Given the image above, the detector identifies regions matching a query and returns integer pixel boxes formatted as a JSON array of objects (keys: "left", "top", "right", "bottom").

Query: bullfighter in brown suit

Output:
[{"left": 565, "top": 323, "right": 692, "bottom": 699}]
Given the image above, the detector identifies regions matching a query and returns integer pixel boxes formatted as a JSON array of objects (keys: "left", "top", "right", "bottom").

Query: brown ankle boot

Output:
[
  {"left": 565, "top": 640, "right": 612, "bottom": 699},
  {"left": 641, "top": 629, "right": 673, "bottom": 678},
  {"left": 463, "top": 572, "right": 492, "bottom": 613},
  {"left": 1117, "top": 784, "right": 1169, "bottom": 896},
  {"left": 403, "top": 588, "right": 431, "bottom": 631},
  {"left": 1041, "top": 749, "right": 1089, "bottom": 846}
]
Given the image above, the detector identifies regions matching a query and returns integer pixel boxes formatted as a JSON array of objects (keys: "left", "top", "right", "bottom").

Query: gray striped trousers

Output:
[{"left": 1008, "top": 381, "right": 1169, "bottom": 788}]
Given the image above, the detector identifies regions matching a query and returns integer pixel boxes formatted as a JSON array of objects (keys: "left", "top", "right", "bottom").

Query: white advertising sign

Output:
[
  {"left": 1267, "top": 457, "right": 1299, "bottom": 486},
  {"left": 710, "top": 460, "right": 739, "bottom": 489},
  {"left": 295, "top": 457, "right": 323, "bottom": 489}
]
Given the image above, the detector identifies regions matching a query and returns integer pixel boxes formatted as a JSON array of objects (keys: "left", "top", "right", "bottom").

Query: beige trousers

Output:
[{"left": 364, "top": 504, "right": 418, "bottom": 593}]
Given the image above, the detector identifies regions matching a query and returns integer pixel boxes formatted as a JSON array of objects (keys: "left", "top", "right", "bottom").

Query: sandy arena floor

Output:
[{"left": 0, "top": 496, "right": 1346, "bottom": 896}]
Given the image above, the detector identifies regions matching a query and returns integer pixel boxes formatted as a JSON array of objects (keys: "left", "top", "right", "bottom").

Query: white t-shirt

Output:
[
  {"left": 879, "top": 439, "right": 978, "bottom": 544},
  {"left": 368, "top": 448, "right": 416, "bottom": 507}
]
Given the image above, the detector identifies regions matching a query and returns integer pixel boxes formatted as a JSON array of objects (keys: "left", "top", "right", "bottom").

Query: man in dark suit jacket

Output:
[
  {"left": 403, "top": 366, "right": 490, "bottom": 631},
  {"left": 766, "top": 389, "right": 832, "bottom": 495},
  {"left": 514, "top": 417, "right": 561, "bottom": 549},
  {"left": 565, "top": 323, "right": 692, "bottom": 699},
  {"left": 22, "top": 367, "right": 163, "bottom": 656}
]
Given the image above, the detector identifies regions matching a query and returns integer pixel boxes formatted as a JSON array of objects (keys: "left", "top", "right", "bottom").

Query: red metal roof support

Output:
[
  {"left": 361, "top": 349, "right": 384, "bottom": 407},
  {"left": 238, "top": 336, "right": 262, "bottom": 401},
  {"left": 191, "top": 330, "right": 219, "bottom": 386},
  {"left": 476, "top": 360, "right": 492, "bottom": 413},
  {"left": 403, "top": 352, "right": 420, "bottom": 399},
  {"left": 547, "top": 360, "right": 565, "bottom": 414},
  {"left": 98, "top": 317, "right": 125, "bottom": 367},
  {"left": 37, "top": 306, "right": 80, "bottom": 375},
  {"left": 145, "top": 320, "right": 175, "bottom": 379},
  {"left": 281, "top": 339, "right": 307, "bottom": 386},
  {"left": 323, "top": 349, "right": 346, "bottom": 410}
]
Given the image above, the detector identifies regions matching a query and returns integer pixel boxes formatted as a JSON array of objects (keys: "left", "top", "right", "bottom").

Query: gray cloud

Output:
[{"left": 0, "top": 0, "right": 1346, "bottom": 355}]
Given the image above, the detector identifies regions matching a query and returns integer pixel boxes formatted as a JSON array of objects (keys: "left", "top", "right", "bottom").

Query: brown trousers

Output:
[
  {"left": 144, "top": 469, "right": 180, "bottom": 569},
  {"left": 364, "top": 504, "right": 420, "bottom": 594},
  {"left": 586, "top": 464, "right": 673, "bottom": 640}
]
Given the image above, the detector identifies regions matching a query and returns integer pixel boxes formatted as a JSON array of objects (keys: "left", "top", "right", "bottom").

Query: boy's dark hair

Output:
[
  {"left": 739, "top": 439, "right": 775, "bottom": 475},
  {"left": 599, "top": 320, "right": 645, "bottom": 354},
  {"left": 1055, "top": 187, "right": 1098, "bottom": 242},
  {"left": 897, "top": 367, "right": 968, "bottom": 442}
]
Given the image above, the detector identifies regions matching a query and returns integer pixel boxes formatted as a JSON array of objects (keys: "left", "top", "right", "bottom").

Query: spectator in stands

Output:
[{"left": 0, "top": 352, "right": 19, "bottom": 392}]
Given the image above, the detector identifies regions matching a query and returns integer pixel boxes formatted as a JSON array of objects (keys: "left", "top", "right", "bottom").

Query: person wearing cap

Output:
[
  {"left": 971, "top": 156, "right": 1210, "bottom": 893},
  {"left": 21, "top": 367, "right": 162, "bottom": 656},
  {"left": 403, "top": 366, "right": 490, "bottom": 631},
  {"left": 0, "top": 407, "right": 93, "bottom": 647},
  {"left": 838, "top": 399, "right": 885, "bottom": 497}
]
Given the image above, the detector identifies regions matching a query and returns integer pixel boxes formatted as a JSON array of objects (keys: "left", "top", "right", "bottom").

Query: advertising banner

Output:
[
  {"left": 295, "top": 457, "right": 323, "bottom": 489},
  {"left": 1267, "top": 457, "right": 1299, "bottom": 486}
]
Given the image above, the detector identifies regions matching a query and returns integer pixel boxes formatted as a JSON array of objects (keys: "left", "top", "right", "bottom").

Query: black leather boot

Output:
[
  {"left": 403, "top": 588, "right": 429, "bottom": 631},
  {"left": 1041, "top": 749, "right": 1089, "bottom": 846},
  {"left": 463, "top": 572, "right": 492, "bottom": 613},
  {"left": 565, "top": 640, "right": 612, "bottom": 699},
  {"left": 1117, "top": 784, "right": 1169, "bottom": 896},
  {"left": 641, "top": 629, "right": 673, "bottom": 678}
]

——————————

▶ _Requirement_
Repeat each record exactly. Omit nothing.

▶ _Final result_
Given the image above, the detector identifies regions matching a query and returns integer pixel boxes formatted as a JSON array of objects (keys: "left", "top", "right", "bottom").

Query: bullfighter in brown suit

Output:
[{"left": 565, "top": 323, "right": 692, "bottom": 699}]
Given the image above, the detector identifies regions matching a query and returns integer pixel boxes formatted as a JSON array of objects (keys: "left", "top", "right", "bottom").

Query: brown ankle boot

Output:
[
  {"left": 565, "top": 640, "right": 612, "bottom": 699},
  {"left": 641, "top": 629, "right": 673, "bottom": 678},
  {"left": 463, "top": 572, "right": 492, "bottom": 613},
  {"left": 1117, "top": 784, "right": 1169, "bottom": 896},
  {"left": 403, "top": 588, "right": 431, "bottom": 631},
  {"left": 1041, "top": 749, "right": 1089, "bottom": 846}
]
Given the image above, the detector identifies regions matching a query and returns integer pixel boxes formatted as a JSON array of objects (keys: "left", "top", "right", "bottom").

Query: gray striped trousers

Output:
[{"left": 1008, "top": 381, "right": 1169, "bottom": 788}]
Given the image above, the detector identifies regions matching a query and returns integer pixel boxes formatted as a JSON array of objects (keys: "left", "top", "right", "bottom").

Query: white advertising sign

Output:
[
  {"left": 1267, "top": 457, "right": 1299, "bottom": 486},
  {"left": 710, "top": 460, "right": 739, "bottom": 489},
  {"left": 295, "top": 457, "right": 323, "bottom": 489}
]
Given the image above, the detector identifies regions matching a query and returns integer pixel boxes formatted as a JSON array of objects (keys: "left", "top", "right", "bottom").

Query: beige trousers

Output:
[{"left": 364, "top": 504, "right": 418, "bottom": 593}]
Given the image above, the detector identifies regions matching a query and returns integer pixel boxes formatted as a JSON array of objects (keys: "left", "top", "right", "bottom").

Query: sandy arena floor

Output:
[{"left": 0, "top": 496, "right": 1346, "bottom": 896}]
Given the image above, the detector identifies regions matching a query and returns integer pixel boxes formatted as a JSON array of objects (keys: "left", "top", "right", "bottom").

Query: white t-shirt

Output:
[
  {"left": 879, "top": 439, "right": 978, "bottom": 544},
  {"left": 368, "top": 448, "right": 416, "bottom": 507}
]
Given the image above, the detector identifies regions matching a query and returns integer pixel boxes formatted as a JSON array of objects (keys: "left", "top", "right", "bottom").

Query: man in dark suit jacket

Output:
[
  {"left": 403, "top": 366, "right": 490, "bottom": 631},
  {"left": 766, "top": 389, "right": 832, "bottom": 495},
  {"left": 514, "top": 417, "right": 561, "bottom": 549},
  {"left": 565, "top": 323, "right": 692, "bottom": 699},
  {"left": 22, "top": 367, "right": 163, "bottom": 656}
]
Given the image above, the detector identifies regions matching a query and returns integer pixel boxes formatted as a JSON array of objects (keys: "left", "top", "right", "bottom").

Query: red metal roof support

Output:
[
  {"left": 361, "top": 349, "right": 384, "bottom": 407},
  {"left": 238, "top": 336, "right": 262, "bottom": 401},
  {"left": 191, "top": 330, "right": 219, "bottom": 386},
  {"left": 476, "top": 360, "right": 492, "bottom": 413},
  {"left": 403, "top": 352, "right": 420, "bottom": 399},
  {"left": 547, "top": 360, "right": 565, "bottom": 414},
  {"left": 98, "top": 317, "right": 125, "bottom": 367},
  {"left": 37, "top": 306, "right": 80, "bottom": 375},
  {"left": 145, "top": 320, "right": 175, "bottom": 379},
  {"left": 281, "top": 339, "right": 307, "bottom": 386},
  {"left": 323, "top": 349, "right": 346, "bottom": 410}
]
Given the image above, the detector identifies regions matching a query and returns integer pixel boxes formatted as a JSON array of objects (keys: "left", "top", "right", "bottom").

Query: gray cloud

Output:
[{"left": 0, "top": 0, "right": 1346, "bottom": 355}]
Given the image above, the detector identifies regions matching a query and returns integer pixel boxes formatted as a JSON array of objects (keys: "left", "top", "right", "bottom").

Query: brown trousers

Output:
[
  {"left": 144, "top": 469, "right": 180, "bottom": 569},
  {"left": 364, "top": 504, "right": 420, "bottom": 594},
  {"left": 586, "top": 464, "right": 673, "bottom": 640}
]
Given the image above, the detector identifies regions matching a query and returns integer pixel boxes formatted as a JSON array of objects (keys: "left", "top", "right", "bottom").

Query: boy's dark hair

Output:
[
  {"left": 739, "top": 439, "right": 775, "bottom": 475},
  {"left": 599, "top": 320, "right": 645, "bottom": 354},
  {"left": 1055, "top": 187, "right": 1098, "bottom": 242},
  {"left": 897, "top": 367, "right": 968, "bottom": 442}
]
Given the image above, the detector identifies regions matching a query and returns integer pixel boxes formatted as a JSON array of objects (keys: "left", "top", "right", "bottom").

Query: spectator in stands

Output:
[{"left": 0, "top": 352, "right": 19, "bottom": 392}]
Given the image above, the detector identifies regions matching a query and returns integer pixel boxes formatted as a JSON array of objects (keys: "left", "top", "right", "bottom").

Query: person wearing cap

Output:
[
  {"left": 971, "top": 156, "right": 1210, "bottom": 893},
  {"left": 21, "top": 367, "right": 162, "bottom": 656},
  {"left": 403, "top": 366, "right": 490, "bottom": 631},
  {"left": 0, "top": 407, "right": 93, "bottom": 647},
  {"left": 838, "top": 399, "right": 885, "bottom": 497}
]
Given the image above, the detector identifies regions matching a query and returns integer pixel boxes formatted as a JSON array of objects (keys: "left", "top", "right", "bottom").

Query: advertising banner

Output:
[
  {"left": 295, "top": 457, "right": 323, "bottom": 489},
  {"left": 1267, "top": 457, "right": 1299, "bottom": 486}
]
Given the image above, the detector identifies regions matching a query and returns integer pixel boxes formatted as a JSON array of objects (keys: "left", "top", "right", "bottom").

Query: black leather boot

Output:
[
  {"left": 403, "top": 588, "right": 429, "bottom": 631},
  {"left": 1041, "top": 749, "right": 1089, "bottom": 846},
  {"left": 463, "top": 572, "right": 492, "bottom": 613},
  {"left": 565, "top": 640, "right": 612, "bottom": 699},
  {"left": 1117, "top": 784, "right": 1169, "bottom": 896},
  {"left": 641, "top": 629, "right": 673, "bottom": 678}
]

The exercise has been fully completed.